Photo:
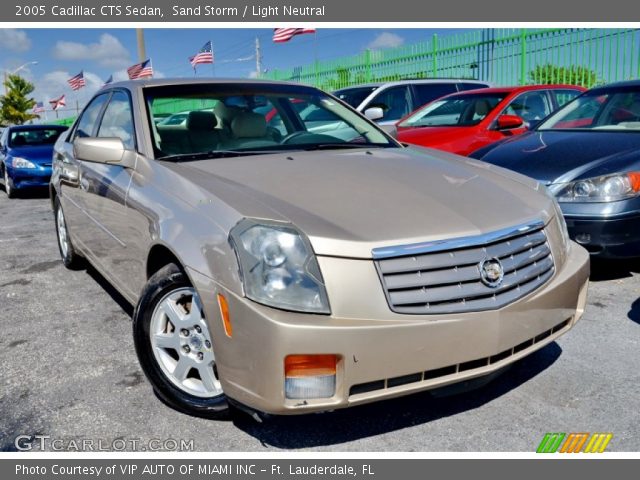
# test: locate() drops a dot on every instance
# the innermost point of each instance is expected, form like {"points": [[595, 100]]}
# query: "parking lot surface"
{"points": [[68, 371]]}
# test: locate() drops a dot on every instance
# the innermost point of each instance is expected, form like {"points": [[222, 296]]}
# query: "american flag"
{"points": [[140, 70], [77, 81], [205, 55], [281, 35], [58, 102]]}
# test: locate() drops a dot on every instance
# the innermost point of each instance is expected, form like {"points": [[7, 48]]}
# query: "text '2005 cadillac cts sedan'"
{"points": [[286, 270]]}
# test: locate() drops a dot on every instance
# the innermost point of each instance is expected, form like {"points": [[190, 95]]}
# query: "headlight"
{"points": [[278, 267], [19, 162], [607, 188]]}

> **What you are asked to do**: Read the listing. Copy each line that has the word "expected" in it.

> **Exercise output**:
# the innermost point of each instance is expected, form like {"points": [[595, 100]]}
# the innermost point of each instance is expected, form like {"points": [[222, 296]]}
# the innermost point of each instance is expected, form like {"points": [[7, 48]]}
# the innermost point of each instance is expected, form like {"points": [[190, 95]]}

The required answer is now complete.